(Region labeling records)

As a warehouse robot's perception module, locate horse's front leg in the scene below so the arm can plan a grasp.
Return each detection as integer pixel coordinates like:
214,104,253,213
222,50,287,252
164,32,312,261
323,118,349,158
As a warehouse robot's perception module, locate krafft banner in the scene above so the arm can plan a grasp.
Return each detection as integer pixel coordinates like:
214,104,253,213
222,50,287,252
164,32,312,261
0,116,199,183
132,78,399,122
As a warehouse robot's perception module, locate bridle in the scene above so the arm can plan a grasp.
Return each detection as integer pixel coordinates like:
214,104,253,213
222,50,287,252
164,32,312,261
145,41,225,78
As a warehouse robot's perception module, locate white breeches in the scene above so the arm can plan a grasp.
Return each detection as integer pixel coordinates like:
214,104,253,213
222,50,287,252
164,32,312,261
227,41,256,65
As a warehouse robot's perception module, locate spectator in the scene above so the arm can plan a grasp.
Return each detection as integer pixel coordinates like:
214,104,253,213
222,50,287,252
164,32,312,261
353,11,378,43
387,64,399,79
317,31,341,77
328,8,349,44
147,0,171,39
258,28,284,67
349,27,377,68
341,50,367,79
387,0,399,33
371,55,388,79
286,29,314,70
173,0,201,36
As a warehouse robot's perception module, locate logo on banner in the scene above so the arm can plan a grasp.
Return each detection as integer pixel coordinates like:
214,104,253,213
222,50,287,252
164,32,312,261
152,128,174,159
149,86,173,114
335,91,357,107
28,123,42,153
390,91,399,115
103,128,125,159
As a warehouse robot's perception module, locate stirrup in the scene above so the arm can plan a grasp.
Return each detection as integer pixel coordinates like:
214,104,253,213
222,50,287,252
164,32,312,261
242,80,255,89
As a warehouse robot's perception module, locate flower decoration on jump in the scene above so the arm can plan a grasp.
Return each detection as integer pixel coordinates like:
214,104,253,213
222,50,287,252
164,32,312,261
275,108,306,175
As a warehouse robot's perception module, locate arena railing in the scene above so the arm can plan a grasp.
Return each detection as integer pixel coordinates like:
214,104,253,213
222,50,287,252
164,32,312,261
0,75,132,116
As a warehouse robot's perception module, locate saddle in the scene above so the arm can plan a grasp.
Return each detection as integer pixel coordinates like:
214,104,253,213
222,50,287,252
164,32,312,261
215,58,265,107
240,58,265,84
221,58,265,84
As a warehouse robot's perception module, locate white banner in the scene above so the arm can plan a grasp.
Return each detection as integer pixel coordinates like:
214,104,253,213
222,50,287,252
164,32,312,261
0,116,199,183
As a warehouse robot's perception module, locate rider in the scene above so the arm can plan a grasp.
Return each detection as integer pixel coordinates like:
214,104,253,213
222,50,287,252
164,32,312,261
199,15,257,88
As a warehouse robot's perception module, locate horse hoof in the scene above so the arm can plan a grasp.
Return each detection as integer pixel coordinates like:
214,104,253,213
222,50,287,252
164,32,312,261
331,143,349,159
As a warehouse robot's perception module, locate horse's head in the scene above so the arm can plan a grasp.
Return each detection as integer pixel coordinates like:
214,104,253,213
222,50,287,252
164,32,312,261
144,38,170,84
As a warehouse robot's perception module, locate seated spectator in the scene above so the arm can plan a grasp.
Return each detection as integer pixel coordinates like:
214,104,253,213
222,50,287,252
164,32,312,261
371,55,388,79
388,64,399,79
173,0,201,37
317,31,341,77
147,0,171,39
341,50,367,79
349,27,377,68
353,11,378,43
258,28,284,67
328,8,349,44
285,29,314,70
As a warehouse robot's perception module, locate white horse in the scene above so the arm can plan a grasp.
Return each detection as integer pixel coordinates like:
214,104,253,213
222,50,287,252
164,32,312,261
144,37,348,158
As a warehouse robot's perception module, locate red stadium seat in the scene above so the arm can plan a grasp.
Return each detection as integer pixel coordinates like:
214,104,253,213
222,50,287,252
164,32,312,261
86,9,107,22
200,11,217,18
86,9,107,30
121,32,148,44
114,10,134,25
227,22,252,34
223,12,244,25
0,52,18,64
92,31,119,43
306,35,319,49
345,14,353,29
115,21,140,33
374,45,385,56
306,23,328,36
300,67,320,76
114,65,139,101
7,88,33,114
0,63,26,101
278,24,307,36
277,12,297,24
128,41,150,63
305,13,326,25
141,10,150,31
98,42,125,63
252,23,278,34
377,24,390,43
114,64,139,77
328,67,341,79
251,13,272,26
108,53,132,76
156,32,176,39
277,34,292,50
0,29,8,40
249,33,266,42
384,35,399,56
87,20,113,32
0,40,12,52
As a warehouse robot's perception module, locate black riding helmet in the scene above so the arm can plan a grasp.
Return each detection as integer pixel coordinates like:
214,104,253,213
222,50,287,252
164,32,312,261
---
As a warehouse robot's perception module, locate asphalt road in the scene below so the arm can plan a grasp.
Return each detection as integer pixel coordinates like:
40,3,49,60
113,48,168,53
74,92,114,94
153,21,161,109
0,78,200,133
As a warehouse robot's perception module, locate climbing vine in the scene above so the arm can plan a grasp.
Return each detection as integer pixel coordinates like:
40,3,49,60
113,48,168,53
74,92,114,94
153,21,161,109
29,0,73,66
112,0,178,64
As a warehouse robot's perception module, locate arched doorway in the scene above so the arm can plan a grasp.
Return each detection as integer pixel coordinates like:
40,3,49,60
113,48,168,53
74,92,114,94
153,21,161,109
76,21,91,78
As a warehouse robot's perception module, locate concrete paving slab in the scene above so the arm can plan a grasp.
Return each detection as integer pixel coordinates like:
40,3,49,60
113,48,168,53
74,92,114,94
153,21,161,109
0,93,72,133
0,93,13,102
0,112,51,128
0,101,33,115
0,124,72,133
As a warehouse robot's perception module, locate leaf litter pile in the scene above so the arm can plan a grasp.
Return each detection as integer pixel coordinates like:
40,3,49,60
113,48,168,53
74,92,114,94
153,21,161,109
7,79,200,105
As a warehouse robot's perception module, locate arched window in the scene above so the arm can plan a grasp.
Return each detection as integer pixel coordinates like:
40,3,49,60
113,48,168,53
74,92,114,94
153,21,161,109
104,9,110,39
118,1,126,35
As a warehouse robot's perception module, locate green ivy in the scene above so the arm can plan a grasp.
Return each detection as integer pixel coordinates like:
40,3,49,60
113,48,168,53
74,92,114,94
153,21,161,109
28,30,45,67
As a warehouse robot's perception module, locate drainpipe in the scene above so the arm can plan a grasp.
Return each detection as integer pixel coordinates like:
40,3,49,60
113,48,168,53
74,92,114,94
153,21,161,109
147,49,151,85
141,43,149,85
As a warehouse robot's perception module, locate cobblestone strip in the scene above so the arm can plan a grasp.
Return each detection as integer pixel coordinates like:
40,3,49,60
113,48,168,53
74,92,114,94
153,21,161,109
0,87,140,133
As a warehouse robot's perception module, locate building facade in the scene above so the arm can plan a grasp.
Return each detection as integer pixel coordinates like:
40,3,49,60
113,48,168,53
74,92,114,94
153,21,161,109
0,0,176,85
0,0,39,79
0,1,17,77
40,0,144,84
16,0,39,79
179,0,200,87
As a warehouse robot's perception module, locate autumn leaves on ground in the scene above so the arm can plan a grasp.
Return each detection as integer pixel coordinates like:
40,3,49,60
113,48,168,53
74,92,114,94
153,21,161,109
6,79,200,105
* * *
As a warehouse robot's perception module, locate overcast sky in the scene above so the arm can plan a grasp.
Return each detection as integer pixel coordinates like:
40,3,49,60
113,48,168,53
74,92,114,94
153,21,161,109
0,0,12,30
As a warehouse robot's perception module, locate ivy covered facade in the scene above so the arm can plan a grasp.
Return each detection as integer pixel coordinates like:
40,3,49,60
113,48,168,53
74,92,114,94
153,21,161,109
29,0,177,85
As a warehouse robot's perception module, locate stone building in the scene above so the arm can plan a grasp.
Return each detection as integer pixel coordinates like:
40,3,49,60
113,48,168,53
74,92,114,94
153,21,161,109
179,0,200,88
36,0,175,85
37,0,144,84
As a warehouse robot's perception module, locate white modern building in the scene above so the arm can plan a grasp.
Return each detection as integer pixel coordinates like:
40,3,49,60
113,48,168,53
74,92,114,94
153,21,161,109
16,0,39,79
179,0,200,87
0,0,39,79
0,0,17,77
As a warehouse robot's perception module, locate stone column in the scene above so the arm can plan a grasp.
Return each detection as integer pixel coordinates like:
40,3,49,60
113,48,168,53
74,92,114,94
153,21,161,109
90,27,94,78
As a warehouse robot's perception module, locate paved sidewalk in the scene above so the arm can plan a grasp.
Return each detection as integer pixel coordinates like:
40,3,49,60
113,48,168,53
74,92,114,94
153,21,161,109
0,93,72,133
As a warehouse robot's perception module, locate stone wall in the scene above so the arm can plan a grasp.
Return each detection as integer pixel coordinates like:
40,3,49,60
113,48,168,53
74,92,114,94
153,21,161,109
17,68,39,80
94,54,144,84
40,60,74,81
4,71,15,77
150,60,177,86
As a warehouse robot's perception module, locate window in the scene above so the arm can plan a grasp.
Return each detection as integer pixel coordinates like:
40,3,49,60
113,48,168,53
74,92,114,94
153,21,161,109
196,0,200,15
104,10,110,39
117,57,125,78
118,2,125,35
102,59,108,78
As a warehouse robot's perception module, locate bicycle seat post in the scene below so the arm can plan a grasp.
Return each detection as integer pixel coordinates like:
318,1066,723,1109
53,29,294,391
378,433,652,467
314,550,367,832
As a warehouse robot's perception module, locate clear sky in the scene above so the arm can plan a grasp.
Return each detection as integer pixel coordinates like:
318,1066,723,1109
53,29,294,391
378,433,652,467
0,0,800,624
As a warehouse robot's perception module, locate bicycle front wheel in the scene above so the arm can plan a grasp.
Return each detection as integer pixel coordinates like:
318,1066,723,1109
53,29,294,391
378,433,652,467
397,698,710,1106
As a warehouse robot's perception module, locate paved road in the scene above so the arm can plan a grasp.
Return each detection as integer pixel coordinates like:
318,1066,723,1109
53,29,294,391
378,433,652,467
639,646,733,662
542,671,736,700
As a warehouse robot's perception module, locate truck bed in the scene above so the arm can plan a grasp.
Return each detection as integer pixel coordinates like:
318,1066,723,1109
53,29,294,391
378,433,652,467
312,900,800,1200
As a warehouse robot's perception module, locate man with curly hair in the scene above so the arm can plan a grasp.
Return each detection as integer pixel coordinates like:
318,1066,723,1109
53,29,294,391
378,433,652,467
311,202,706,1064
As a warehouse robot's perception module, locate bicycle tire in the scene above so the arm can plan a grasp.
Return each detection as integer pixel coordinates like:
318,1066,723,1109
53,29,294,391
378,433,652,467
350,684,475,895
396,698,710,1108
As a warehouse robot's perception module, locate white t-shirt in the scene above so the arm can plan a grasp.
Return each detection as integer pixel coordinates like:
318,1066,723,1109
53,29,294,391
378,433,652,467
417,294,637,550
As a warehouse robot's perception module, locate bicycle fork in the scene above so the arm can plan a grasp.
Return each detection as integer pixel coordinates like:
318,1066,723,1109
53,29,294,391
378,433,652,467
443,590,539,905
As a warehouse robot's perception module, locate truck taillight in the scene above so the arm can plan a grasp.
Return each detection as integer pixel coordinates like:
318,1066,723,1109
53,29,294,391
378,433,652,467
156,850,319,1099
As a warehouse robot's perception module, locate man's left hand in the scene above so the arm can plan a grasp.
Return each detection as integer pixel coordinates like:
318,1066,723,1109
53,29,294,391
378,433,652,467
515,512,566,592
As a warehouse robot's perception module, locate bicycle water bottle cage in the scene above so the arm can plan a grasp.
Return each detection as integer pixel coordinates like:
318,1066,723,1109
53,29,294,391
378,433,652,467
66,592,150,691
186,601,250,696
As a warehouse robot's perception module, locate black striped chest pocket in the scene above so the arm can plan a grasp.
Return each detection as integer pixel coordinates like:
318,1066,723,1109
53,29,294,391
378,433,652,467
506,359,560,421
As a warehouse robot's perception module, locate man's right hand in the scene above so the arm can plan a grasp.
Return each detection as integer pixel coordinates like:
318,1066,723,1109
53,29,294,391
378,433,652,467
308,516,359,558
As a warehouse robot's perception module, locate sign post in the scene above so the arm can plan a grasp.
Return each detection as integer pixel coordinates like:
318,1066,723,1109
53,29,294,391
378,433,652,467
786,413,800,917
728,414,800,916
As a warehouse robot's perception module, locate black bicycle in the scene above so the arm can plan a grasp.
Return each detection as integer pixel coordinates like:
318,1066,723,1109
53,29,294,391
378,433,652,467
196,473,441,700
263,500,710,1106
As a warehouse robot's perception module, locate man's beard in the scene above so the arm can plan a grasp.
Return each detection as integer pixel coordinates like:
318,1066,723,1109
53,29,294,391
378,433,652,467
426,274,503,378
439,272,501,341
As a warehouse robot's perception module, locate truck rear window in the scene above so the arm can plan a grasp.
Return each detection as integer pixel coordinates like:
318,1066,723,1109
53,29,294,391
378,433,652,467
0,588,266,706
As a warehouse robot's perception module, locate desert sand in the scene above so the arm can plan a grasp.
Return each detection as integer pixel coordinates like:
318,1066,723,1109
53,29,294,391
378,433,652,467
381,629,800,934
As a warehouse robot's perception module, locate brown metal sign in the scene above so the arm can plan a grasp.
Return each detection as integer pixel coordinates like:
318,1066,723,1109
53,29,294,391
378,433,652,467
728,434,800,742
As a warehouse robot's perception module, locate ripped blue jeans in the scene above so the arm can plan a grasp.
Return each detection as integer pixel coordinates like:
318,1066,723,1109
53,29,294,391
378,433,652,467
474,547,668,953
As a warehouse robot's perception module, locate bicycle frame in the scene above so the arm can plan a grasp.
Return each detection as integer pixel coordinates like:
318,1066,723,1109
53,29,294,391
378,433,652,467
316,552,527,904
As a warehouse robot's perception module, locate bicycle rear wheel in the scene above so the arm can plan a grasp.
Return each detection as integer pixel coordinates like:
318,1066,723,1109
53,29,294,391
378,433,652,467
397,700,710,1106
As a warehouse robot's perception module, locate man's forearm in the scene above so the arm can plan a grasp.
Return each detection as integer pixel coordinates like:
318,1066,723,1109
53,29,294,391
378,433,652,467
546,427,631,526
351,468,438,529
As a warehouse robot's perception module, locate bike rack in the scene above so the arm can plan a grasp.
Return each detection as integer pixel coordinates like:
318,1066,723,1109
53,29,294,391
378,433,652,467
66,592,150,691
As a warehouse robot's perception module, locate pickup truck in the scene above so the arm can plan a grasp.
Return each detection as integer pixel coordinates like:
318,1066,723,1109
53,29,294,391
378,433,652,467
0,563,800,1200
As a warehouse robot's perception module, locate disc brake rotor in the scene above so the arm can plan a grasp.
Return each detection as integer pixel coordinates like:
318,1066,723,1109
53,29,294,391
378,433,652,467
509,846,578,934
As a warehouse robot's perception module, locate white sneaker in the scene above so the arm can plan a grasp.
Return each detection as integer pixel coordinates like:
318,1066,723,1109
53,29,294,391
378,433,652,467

• [THE REQUEST] Rewrite the stretch from the line containing "As a warehouse robot's perception module, locate flower" through the line containing "221,58,265,84", substituting "paddock fence" for "arena railing" and leaving everything else unchanged.

• [RESPONSE TO THE EXERCISE]
As a warehouse robot's perception module, locate flower decoration on jump in the scene above so the arm can plan a grasp.
Return each detection as integer pixel coordinates like:
214,104,253,213
222,50,287,252
164,32,312,261
275,108,306,175
As a warehouse robot's perception module, locate paddock fence in the scene above so the arm can plan a grasp.
Return each detection as integer pixel coordinates like:
214,104,253,213
222,50,287,252
164,32,312,261
0,75,132,116
As a warehouse robot's perception module, locate saddle in the scene above so the arm can plan a grasp.
Return each detection as integer pixel coordinates like:
214,104,253,213
222,50,287,252
164,32,312,261
215,58,265,107
240,58,265,84
221,58,265,84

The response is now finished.